> [Your objective]:
Nothing but the lines from the one that contains "Request = locate the basketball in" through the end of the listing should appear, set down exactly.

[BEGIN Data for this exercise]

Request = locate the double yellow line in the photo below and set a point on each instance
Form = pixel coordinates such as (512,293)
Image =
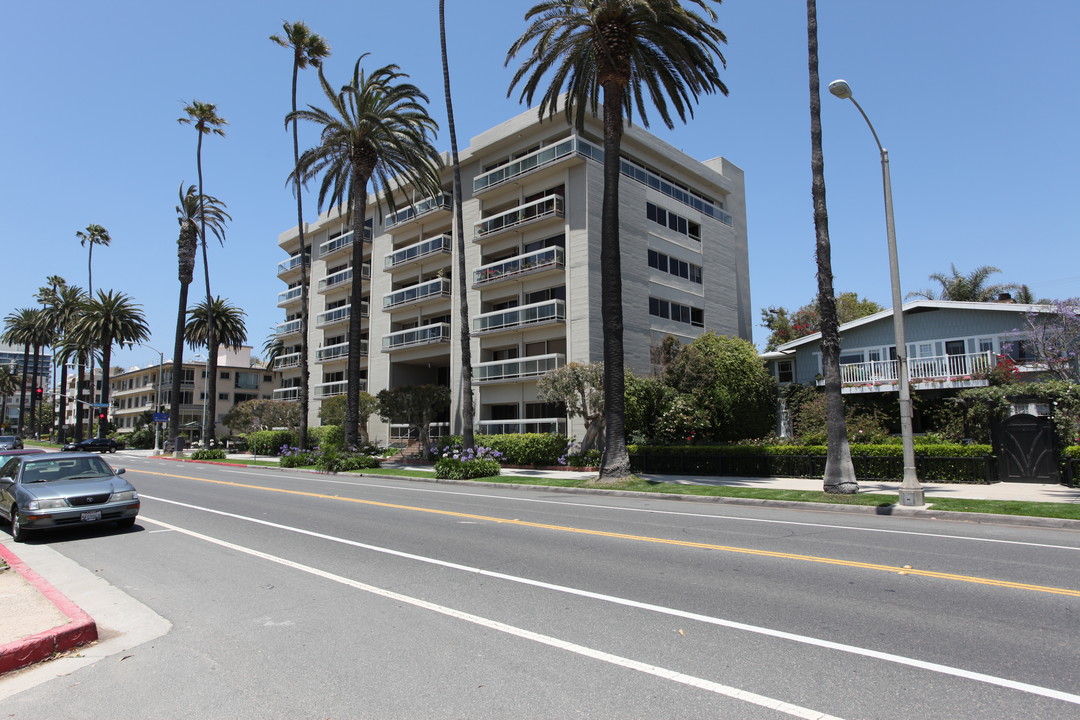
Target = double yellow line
(646,539)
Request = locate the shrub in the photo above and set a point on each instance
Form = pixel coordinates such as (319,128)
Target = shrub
(466,470)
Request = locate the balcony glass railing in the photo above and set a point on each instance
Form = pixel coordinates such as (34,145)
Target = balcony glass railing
(418,336)
(527,163)
(550,311)
(288,296)
(341,277)
(286,393)
(292,263)
(336,352)
(286,362)
(530,425)
(433,288)
(417,250)
(423,207)
(287,328)
(523,265)
(517,369)
(341,241)
(550,206)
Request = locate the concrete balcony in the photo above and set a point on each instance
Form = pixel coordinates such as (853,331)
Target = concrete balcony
(418,336)
(416,252)
(415,295)
(538,313)
(517,217)
(419,211)
(934,372)
(550,258)
(341,279)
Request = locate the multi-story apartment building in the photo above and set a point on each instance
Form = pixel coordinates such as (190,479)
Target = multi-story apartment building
(38,377)
(137,391)
(531,214)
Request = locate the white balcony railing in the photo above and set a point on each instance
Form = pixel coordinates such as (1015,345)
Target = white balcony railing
(530,425)
(517,369)
(341,277)
(433,288)
(550,311)
(418,336)
(538,209)
(440,245)
(423,207)
(523,265)
(945,368)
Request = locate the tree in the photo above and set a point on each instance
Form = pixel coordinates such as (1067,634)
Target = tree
(111,318)
(252,416)
(630,49)
(1053,336)
(417,406)
(580,388)
(308,49)
(971,287)
(468,410)
(786,326)
(839,475)
(726,377)
(194,212)
(377,130)
(212,326)
(204,117)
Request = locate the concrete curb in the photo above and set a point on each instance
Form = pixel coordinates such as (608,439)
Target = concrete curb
(894,511)
(81,630)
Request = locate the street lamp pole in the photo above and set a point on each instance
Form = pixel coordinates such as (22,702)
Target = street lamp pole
(910,489)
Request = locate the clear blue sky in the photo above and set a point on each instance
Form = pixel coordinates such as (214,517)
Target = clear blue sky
(976,102)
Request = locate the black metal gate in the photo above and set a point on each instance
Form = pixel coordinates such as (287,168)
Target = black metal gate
(1024,445)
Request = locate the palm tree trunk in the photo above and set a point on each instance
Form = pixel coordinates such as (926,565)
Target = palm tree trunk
(468,411)
(305,370)
(616,463)
(839,473)
(359,209)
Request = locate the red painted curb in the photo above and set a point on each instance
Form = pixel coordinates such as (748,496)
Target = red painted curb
(79,632)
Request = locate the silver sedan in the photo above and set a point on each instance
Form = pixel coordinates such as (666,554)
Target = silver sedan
(59,490)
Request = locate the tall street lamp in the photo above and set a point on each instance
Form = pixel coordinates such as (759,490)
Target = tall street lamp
(910,490)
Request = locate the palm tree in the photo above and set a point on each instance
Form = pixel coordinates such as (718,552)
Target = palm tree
(307,48)
(204,117)
(210,326)
(468,438)
(629,49)
(21,329)
(379,130)
(966,288)
(63,304)
(111,318)
(192,213)
(839,475)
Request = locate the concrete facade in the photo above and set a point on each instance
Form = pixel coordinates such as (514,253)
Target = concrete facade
(531,216)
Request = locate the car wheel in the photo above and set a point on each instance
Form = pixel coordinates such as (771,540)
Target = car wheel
(18,533)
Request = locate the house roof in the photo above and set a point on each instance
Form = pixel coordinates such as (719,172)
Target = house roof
(917,306)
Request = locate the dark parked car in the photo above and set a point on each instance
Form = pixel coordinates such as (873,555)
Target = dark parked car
(11,443)
(48,491)
(94,445)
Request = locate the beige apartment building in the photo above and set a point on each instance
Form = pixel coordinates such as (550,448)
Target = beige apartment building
(531,212)
(137,391)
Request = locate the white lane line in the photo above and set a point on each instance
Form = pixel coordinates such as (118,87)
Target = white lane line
(656,670)
(661,512)
(854,650)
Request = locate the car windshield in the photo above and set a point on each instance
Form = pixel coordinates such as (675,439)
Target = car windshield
(65,470)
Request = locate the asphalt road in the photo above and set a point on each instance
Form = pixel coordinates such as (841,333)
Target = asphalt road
(295,595)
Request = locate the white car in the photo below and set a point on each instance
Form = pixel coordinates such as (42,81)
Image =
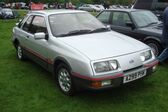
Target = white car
(89,7)
(80,51)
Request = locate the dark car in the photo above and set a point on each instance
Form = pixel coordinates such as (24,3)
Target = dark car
(156,6)
(6,13)
(139,24)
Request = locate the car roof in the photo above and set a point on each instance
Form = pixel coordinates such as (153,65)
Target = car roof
(55,11)
(126,10)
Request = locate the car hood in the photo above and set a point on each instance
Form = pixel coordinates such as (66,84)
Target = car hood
(104,45)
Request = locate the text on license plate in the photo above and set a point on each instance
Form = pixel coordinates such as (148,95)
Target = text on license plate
(134,76)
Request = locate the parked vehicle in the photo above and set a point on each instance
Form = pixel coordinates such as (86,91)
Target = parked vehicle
(142,25)
(80,51)
(6,13)
(156,6)
(89,7)
(101,7)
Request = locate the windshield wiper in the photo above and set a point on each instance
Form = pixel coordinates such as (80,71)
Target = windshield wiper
(99,30)
(75,32)
(151,24)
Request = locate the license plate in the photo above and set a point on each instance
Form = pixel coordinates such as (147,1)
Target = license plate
(134,76)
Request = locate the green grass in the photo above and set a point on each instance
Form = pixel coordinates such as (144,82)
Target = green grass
(26,87)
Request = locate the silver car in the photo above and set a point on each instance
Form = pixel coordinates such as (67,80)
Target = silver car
(80,51)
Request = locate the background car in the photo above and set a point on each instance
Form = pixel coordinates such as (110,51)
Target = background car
(142,25)
(156,6)
(6,13)
(82,53)
(89,7)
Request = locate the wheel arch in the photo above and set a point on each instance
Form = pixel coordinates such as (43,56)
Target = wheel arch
(16,42)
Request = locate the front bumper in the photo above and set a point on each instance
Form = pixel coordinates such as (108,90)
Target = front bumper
(114,81)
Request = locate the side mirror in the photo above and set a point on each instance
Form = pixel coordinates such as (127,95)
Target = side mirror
(17,24)
(108,27)
(130,24)
(40,35)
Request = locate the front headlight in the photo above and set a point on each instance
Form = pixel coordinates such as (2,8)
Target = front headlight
(146,55)
(105,66)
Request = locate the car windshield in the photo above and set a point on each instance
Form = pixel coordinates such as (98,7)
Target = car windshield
(144,18)
(74,24)
(7,11)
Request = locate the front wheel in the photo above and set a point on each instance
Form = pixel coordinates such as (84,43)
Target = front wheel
(20,54)
(64,79)
(155,46)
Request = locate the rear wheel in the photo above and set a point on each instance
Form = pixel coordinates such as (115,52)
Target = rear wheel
(155,46)
(64,79)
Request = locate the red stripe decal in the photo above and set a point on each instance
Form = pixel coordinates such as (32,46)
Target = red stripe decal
(97,79)
(49,61)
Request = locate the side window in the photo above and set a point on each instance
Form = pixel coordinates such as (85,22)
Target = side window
(120,19)
(143,4)
(104,16)
(22,21)
(161,5)
(26,25)
(38,25)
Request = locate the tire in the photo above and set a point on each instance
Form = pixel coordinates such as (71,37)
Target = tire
(20,54)
(155,46)
(64,79)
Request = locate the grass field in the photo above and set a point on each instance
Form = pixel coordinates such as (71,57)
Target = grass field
(26,87)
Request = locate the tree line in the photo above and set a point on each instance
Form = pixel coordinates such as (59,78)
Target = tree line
(111,2)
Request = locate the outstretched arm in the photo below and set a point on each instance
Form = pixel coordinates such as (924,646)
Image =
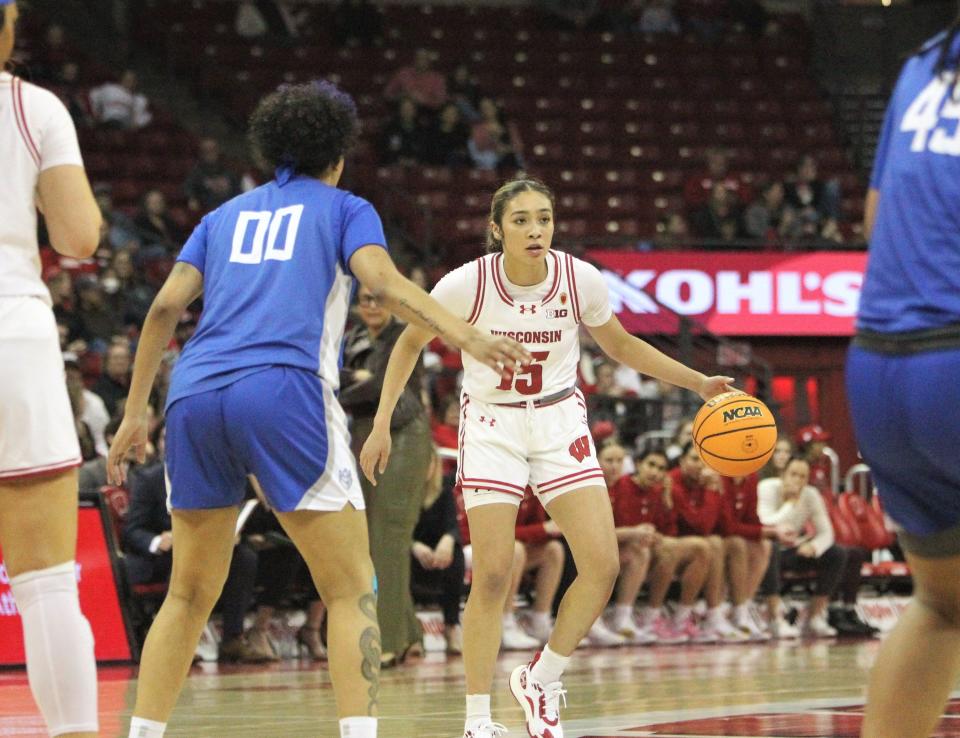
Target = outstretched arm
(640,355)
(182,287)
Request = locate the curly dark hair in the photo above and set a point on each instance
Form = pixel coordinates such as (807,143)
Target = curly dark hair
(307,127)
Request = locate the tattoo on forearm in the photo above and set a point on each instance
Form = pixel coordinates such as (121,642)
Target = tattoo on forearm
(427,320)
(371,648)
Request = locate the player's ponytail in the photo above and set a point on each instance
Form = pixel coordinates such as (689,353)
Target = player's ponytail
(502,198)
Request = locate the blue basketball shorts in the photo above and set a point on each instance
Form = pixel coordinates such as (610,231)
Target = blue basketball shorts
(282,425)
(906,414)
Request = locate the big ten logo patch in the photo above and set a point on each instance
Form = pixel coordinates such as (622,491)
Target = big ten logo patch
(580,449)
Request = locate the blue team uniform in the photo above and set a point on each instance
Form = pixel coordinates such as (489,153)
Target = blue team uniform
(254,390)
(903,370)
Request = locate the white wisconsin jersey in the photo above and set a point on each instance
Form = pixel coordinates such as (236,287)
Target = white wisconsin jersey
(36,133)
(544,317)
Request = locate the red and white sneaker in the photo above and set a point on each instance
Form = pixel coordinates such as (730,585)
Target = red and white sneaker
(484,728)
(540,702)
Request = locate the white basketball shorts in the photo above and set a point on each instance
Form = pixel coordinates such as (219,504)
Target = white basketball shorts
(504,449)
(37,431)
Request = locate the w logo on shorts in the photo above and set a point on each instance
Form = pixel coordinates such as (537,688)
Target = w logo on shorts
(580,449)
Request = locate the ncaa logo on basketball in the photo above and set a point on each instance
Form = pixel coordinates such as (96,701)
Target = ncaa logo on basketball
(739,413)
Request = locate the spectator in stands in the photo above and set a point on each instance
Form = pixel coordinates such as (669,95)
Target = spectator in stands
(699,187)
(60,285)
(74,95)
(98,320)
(718,219)
(89,407)
(782,451)
(148,542)
(119,105)
(114,384)
(791,501)
(394,506)
(211,182)
(437,552)
(545,555)
(673,232)
(445,142)
(464,92)
(494,142)
(123,231)
(682,435)
(155,225)
(657,17)
(357,23)
(249,22)
(697,495)
(402,138)
(279,564)
(645,499)
(420,82)
(817,202)
(136,295)
(811,442)
(769,218)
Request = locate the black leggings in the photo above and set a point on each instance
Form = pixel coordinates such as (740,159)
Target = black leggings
(829,568)
(426,583)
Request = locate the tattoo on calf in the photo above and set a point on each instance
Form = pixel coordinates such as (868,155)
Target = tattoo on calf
(371,648)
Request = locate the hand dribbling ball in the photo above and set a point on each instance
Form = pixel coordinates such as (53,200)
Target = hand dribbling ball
(735,433)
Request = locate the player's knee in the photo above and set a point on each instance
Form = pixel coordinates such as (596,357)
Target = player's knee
(554,552)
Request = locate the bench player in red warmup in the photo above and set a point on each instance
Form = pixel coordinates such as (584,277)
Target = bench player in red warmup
(529,429)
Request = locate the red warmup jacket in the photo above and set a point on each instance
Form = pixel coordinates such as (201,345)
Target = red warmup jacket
(635,505)
(698,508)
(739,513)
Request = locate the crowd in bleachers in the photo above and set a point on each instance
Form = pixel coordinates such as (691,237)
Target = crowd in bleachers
(623,147)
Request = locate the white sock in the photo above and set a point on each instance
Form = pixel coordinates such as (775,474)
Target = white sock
(61,666)
(142,728)
(540,618)
(478,706)
(715,615)
(549,666)
(358,728)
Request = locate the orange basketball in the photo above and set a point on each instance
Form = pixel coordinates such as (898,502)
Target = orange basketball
(735,433)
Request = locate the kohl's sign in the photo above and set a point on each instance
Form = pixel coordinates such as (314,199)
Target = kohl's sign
(735,293)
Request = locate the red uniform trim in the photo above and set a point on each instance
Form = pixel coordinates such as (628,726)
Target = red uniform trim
(569,479)
(37,471)
(574,297)
(555,287)
(481,289)
(497,282)
(19,115)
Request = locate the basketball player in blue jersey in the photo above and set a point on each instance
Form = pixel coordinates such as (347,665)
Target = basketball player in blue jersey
(903,381)
(254,394)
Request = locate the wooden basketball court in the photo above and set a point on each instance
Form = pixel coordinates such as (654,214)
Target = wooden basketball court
(811,689)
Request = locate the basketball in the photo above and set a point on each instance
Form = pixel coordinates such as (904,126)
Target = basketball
(735,433)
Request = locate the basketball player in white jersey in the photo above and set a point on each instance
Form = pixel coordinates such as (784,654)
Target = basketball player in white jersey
(39,452)
(530,428)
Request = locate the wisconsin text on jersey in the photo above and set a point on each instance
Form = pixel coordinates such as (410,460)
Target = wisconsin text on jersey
(530,336)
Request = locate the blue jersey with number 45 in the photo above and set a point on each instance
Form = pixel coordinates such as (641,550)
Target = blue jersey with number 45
(913,273)
(276,282)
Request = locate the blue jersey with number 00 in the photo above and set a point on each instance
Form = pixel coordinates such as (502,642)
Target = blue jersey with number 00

[END Data for this exercise]

> [Exercise solution]:
Request = locate the basketball in the photo above and set a point on each instance
Form = pixel coordinates such as (904,126)
Target = basketball
(735,433)
Request = locate the basketball player in white jersey in the photo above and set a point on each instance
Form = pixel coordinates such as (784,654)
Target = basketball player in white jersey
(39,452)
(530,428)
Request = locate the wisconsin text on jersey in the photo above and set a point on each instance
Form = pixel coordinates such as (410,460)
Target = wisconsin text on jersey
(530,336)
Request = locate the blue jersey with number 45 in the photo above and set a point on each instance
Form = pixel coordinates such as (641,550)
Target = blue jersey with number 45
(913,273)
(276,282)
Request = locate the blue jersey with number 00 in the photo above and set a point on each instance
Form = pixel coordinates such as (502,642)
Target = blue jersey with number 00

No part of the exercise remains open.